Improper model conversion from PyTorch to ONNX with torch.onnx.OperatorExportTypes.ONNX_ATEN flag #87313

oviazlo · 2022-10-19T19:49:03Z

🐛 Describe the bug

I have spotted improper model conversion to ONNX when using torch.onnx.OperatorExportTypes.ONNX_ATEN flag with PyTorch >=1.12.0

My understanding from the documentation

OperatorExportTypes.ONNX_ATEN: All ATen ops (in the TorchScript namespace “aten”) are exported as ATen ops (in opset domain “org.pytorch.aten”). ATen is PyTorch’s built-in tensor library, so this instructs the runtime to use PyTorch’s implementation of these ops.

is that when one uses torch.onnx.OperatorExportTypes.ONNX_ATEN flag, all ATen operators has to be exported to ONNX graph. When I run the code snippet below:

import torch


class ModelWithAtenFmod(torch.nn.Module):
    def forward(self, x, y):
        return torch.fmod(x, y)


x = torch.randn(3, 4, dtype=torch.float32)
y = torch.randn(3, 4, dtype=torch.float32)
OUT = torch.onnx.export_to_pretty_string(
    ModelWithAtenFmod(), (x, y),
    add_node_names=False,
    do_constant_folding=False,
    operator_export_type=torch.onnx.OperatorExportTypes.ONNX_ATEN)
print(OUT)

with PyTorch 1.11.0 I obtain ONNX graph with ATen operator that is correct:

### PyTorch 1.11.0

ModelProto {
  producer_name: "pytorch"
  domain: ""
  doc_string: ""
  graph:
    GraphProto {
      name: "torch-jit-export"

Stored rows —
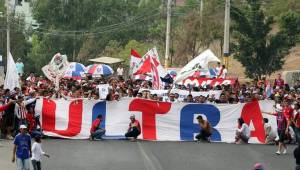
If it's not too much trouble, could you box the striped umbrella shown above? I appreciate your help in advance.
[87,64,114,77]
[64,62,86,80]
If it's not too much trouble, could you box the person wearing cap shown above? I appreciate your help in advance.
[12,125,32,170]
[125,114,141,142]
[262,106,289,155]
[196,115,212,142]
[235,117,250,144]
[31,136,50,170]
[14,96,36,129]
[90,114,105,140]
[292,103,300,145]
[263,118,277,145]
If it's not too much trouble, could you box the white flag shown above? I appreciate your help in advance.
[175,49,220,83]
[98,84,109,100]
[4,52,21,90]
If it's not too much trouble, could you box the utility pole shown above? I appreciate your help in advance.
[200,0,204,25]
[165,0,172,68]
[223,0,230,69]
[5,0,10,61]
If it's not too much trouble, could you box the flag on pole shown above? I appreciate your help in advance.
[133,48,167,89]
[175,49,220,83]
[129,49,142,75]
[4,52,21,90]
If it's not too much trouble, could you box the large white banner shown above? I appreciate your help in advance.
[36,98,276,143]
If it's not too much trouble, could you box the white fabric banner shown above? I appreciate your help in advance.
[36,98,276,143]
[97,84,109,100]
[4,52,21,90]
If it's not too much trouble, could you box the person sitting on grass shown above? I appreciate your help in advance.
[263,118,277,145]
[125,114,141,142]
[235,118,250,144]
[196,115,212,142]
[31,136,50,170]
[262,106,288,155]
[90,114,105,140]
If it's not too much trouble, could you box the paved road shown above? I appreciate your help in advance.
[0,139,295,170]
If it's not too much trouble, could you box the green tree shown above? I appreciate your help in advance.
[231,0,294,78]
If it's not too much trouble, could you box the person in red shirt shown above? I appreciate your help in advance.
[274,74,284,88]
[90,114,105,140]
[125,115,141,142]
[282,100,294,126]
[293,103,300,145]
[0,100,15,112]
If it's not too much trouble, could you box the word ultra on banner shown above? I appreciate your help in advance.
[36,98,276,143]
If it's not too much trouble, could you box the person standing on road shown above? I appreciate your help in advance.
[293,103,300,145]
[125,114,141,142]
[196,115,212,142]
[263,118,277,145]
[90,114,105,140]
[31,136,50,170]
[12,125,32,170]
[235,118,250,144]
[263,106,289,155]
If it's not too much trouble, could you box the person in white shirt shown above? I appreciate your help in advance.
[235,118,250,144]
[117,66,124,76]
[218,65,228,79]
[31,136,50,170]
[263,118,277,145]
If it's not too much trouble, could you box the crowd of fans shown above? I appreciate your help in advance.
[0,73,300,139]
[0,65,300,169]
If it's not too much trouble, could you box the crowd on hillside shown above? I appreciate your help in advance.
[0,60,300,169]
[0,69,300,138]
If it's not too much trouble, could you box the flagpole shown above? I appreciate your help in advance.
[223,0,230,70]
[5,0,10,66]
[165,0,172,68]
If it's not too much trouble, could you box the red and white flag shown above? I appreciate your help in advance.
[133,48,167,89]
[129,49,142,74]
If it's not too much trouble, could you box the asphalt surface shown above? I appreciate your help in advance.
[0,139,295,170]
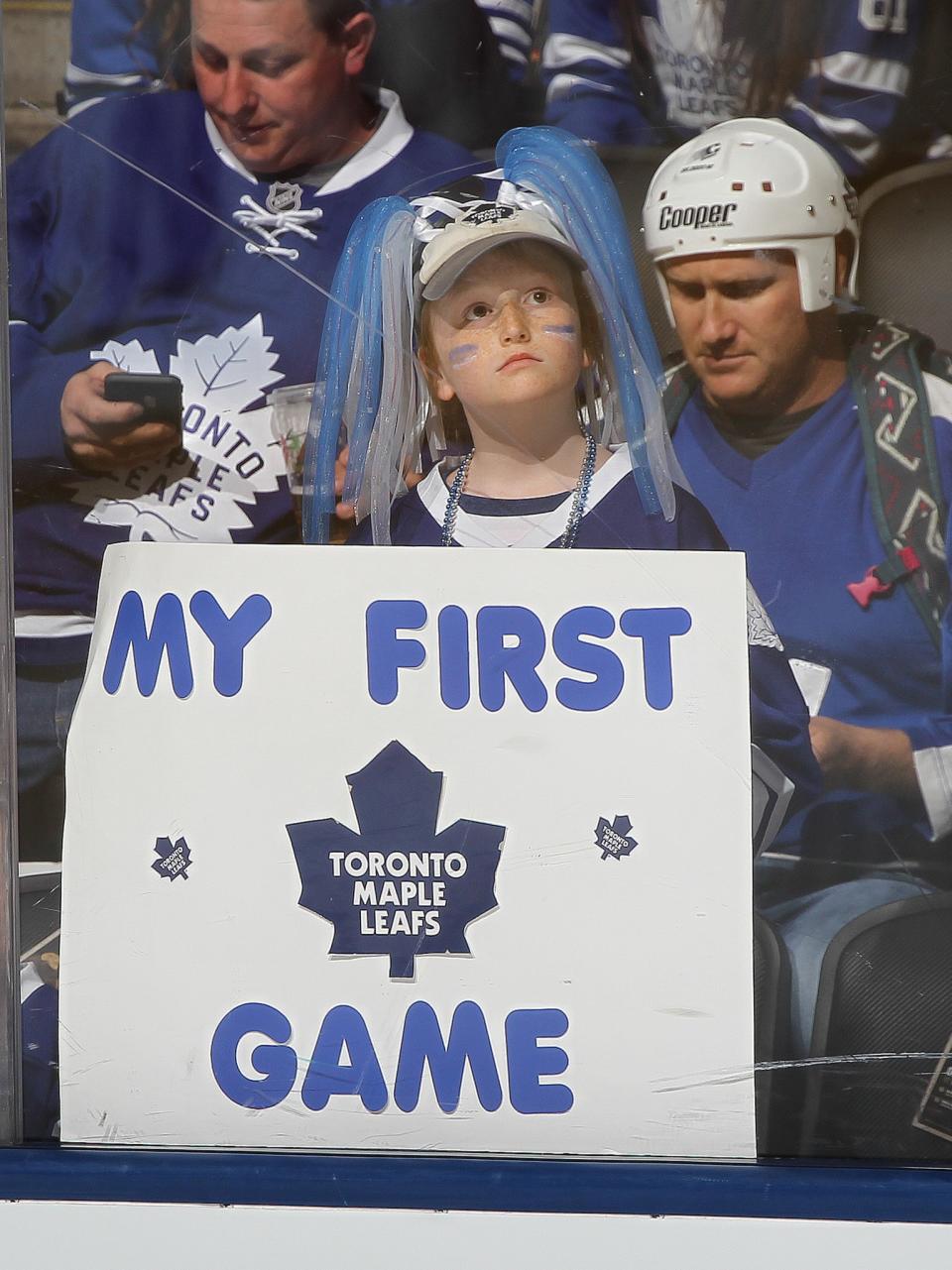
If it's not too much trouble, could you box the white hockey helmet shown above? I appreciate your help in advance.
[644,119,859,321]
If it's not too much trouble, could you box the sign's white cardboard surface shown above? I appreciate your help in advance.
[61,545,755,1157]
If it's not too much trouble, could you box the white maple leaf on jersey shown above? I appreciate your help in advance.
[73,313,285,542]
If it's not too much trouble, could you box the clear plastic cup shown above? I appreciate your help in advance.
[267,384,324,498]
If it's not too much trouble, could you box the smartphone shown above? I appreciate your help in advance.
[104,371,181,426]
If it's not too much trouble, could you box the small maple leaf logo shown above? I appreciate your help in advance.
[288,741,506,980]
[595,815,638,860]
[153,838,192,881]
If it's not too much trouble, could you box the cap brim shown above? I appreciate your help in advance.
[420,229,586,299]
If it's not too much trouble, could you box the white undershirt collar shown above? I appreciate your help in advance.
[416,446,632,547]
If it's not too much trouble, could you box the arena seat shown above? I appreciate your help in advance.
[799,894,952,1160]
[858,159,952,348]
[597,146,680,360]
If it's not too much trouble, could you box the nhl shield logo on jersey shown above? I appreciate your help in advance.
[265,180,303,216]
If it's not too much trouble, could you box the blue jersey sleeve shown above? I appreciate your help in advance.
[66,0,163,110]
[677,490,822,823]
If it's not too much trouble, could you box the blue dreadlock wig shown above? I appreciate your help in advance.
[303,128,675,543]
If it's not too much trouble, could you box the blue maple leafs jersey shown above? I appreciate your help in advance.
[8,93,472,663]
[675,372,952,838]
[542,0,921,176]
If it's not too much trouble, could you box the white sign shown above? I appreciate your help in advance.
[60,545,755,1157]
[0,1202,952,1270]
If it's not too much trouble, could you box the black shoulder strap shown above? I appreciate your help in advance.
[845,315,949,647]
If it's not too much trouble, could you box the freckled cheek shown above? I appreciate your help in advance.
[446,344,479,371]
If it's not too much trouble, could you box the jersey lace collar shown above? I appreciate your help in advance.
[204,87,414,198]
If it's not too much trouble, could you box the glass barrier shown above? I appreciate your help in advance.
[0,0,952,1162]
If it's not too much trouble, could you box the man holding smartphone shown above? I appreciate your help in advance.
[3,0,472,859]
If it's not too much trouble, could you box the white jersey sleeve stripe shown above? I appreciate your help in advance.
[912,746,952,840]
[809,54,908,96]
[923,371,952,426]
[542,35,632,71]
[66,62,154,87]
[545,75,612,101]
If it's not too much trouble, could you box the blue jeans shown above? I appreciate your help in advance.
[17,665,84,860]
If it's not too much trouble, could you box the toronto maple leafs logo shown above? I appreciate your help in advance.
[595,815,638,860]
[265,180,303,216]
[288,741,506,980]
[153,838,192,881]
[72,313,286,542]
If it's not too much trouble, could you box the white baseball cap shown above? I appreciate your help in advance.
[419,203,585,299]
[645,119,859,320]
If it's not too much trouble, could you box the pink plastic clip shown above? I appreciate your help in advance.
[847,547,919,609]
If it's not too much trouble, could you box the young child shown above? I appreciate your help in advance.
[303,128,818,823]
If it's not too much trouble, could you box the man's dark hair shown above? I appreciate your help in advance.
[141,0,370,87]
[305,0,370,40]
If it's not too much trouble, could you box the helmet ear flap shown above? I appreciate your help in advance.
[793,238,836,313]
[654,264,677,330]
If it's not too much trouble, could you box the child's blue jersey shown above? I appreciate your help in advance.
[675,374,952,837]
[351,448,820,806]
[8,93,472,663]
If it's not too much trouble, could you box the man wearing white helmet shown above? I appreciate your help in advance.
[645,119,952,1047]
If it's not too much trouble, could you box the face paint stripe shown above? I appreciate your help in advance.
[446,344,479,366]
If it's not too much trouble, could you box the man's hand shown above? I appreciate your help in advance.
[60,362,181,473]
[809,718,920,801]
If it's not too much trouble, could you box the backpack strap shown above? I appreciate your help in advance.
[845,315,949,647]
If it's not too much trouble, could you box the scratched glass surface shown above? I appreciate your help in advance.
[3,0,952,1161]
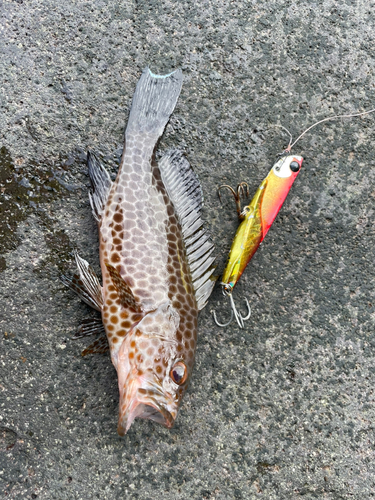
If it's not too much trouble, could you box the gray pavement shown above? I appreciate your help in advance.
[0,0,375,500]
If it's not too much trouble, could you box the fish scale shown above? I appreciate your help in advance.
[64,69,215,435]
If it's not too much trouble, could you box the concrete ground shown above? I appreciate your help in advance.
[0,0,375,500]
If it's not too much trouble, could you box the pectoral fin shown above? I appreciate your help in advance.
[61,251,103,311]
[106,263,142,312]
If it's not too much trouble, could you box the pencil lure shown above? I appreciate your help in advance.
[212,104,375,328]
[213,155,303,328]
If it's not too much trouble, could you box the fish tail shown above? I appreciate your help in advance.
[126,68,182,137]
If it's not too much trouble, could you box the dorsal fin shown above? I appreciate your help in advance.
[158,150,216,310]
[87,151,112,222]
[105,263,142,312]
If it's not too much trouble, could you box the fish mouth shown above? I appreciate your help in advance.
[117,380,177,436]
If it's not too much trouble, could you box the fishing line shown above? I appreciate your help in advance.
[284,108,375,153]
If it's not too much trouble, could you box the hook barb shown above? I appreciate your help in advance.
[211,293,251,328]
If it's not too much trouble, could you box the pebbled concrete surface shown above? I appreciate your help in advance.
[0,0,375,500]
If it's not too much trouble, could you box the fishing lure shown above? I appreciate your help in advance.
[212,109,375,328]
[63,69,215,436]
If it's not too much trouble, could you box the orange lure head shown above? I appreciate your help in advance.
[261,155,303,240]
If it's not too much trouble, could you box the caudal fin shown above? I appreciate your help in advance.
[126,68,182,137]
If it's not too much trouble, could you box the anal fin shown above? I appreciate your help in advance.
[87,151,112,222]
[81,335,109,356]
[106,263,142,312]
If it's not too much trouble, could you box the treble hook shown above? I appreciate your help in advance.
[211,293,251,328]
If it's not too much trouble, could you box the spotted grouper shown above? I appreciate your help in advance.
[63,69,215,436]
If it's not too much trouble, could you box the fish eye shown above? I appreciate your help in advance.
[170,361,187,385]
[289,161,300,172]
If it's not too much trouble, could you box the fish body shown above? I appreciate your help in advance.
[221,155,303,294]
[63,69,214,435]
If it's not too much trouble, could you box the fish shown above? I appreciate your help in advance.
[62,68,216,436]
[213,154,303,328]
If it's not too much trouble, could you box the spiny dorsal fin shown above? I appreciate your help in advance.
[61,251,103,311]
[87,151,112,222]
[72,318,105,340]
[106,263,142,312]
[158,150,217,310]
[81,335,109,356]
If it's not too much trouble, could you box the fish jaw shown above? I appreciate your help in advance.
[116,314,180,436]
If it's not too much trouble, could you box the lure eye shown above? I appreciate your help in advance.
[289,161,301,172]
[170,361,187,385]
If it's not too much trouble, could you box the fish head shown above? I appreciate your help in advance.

Required work —
Rewrite the passage of the bug report that begins at the words "is that when" and stops after "return torch.fmod(x, y)", putting "FmodModel" in place of "ModelWithAtenFmod".

In response —
is that when one uses torch.onnx.OperatorExportTypes.ONNX_ATEN flag, all ATen operators has to be exported to ONNX graph. When I run the code snippet below:

import torch


class FmodModel(torch.nn.Module):
    def forward(self, x, y):
        return torch.fmod(x, y)